**Given problem:**
Please retype everything in the Backbytes column below, from "Top advice for" down to "a competitive field.", keeping every word unchanged.

**Source extract:**
===
Backbytes, an irreverent and offbeat look at the lighter side of technology in blog format computing computing

The full circle of revenge

Why do people keep sending faxes? To annoy you lot it seems, because you’re bursting with ideas and anecdotes for getting revenge.
Ian Bishop, whose job as a service improvement manager at QinetiQ is particularly prone to people who send junk fax, had his revenge: ‘I copied three of their faxes, added a few suitable comments and taped them together, leaving a slight gap between each one so that the fax machine thought that it was getting separate sheets of A4.’
When sending them, he taped the top of the first page to the bottom of the last page, creating an infinite loop that sends forever until the fax roll runs out.
Another correspondent prefers to mail us anonymously to say that if you use a computer to create a fax, ‘make a document consisting of a few hundred page breaks. Even better if you set the page size very short. This chops the recipient’s fax roll into strips’.

Grievances sited

A more considered act of revenge comes from Mike Gathergood, who last September was stuck for 12 hours in the departure lounge at Murcia airport after his flight was cancelled.
‘We were eventually “rescued” by a flight chartered from a French airline, but speaking with the stewardess I discovered that the flight had been chartered the day before – in other words, the airline had known well in advance that our original flight would be cancelled,’ he recalls.
Burning with indignation, Mike wrote many times to the airline to say the EC regulations meant that he was due a refund, which the airline ignored.
‘So I registered a domain name that sounded like their name. I spent a few days Googling and trawling other sites, finding many stories similar to mine. I compiled all these stories onto my site, along with the names and addresses of the airline’s directors, which cost me two quid from Companies House. Then I wrote to each of those directors and asked them if they liked my new web site.’
He now has his refund.

Top advice for saving space

We asked for your office organisation tips, and who knows, we could end up fronting a makeover show and having a surprise Christmas bestseller. Or maybe we’ll just send out an email. Or maybe we won’t even get that far, it’s up to you. But the best tip will get champagne, provided there’s a competitive field.
First up: ‘We’ve recently struggled with office space as more staff need to be situated in the same working areas,’ says Mark Willing at Bisnode Informatics.
‘One possible solution that has occurred to me is the use of “bunk-desks”, which would allow us to seat staff upwards as well as outwards. Perhaps this could complement levels of seniority in the company in that the more senior staff would get the top bunk.’
Sadly, he has been unable to source the required furniture, so we’re marking him down for indulging a fantasy, albeit one that’s far more sensible than the open-plan office or casual Fridays.

Decimal pointless

As the clock on decimal time runs out, ‘thousands of your readers will email to tell you that the multiplication factor [for last week’s article on how to redefine the decimal second as 10 billion periods of the radiation corresponding to the transition between the two hyperfine levels… oh we give up] should be 1.08 not 0.08.
===
**Record excerpts:**
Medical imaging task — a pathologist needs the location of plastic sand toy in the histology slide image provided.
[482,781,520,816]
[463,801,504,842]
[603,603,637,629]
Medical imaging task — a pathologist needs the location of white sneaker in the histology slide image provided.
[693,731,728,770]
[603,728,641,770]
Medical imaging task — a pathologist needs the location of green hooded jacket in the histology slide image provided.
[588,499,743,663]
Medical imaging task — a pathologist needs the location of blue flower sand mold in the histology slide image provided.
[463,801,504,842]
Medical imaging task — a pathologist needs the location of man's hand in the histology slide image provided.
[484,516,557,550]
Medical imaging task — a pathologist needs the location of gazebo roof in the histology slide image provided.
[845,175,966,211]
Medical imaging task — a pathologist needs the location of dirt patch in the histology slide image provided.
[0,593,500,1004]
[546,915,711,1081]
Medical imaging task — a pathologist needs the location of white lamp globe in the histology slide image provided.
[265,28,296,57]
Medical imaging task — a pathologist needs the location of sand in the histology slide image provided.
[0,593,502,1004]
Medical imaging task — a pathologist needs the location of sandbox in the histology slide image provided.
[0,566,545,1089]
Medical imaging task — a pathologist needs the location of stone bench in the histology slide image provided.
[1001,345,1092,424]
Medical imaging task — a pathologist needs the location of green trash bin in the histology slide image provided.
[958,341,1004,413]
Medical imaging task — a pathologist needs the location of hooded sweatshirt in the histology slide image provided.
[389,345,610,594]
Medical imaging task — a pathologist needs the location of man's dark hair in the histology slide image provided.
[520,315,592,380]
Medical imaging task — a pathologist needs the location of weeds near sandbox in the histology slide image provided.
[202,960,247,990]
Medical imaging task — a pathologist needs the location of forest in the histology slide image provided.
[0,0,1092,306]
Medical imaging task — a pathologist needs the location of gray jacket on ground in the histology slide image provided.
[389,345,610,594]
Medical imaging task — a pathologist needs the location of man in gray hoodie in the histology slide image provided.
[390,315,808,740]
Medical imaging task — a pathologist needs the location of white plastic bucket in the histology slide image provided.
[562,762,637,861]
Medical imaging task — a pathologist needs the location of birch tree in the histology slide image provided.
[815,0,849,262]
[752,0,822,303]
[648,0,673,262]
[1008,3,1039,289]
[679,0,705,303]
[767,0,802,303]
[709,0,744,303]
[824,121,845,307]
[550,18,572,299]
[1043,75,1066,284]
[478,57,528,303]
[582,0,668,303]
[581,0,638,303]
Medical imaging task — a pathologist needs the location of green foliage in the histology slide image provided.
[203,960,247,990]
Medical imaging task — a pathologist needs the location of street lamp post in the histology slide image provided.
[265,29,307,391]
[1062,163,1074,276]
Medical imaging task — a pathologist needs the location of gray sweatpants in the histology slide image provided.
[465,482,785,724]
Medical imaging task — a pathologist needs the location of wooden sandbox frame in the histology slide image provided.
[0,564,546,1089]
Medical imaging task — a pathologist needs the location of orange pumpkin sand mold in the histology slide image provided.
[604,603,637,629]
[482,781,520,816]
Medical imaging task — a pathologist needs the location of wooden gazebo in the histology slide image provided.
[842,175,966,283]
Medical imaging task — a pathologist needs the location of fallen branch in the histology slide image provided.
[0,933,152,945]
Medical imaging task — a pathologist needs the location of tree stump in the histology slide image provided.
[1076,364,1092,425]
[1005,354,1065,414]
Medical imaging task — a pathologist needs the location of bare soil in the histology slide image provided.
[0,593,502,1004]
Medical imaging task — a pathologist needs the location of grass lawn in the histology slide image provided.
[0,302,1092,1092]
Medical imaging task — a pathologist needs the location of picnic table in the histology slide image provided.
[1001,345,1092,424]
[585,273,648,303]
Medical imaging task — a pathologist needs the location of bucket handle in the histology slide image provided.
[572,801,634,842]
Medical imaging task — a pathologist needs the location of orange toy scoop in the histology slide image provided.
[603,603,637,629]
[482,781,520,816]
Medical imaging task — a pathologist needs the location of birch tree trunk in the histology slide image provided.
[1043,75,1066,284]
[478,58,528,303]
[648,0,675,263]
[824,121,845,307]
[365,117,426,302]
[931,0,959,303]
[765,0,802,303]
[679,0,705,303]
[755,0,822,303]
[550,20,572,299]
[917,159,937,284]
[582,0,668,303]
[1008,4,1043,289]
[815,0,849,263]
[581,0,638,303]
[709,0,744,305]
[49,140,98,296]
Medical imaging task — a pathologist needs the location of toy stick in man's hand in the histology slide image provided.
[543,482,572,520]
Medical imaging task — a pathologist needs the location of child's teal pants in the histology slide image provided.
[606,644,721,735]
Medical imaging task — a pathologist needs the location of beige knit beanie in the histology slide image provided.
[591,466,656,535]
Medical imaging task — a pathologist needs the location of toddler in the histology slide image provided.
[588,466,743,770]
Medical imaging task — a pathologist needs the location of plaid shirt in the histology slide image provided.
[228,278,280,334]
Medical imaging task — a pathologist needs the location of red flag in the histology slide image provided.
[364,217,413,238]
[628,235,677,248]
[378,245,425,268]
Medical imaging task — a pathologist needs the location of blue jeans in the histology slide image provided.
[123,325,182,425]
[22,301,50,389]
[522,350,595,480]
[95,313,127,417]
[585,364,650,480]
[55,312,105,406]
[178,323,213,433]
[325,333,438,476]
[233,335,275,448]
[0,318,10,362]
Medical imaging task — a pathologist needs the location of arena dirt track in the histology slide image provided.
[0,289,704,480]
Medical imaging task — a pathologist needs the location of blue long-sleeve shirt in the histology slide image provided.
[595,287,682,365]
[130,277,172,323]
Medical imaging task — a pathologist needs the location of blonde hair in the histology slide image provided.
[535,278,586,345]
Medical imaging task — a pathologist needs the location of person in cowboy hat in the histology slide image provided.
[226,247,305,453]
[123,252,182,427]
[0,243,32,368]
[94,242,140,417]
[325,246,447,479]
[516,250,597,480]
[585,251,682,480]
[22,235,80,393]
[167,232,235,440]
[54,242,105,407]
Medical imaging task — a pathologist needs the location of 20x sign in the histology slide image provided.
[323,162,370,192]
===
**Solution to this task:**
Top advice for saving space

We asked for your office organisation tips, and who knows, we could end up fronting a makeover show and having a surprise Christmas bestseller. Or maybe we’ll just send out an email. Or maybe we won’t even get that far, it’s up to you. But the best tip will get champagne, provided there’s a competitive field.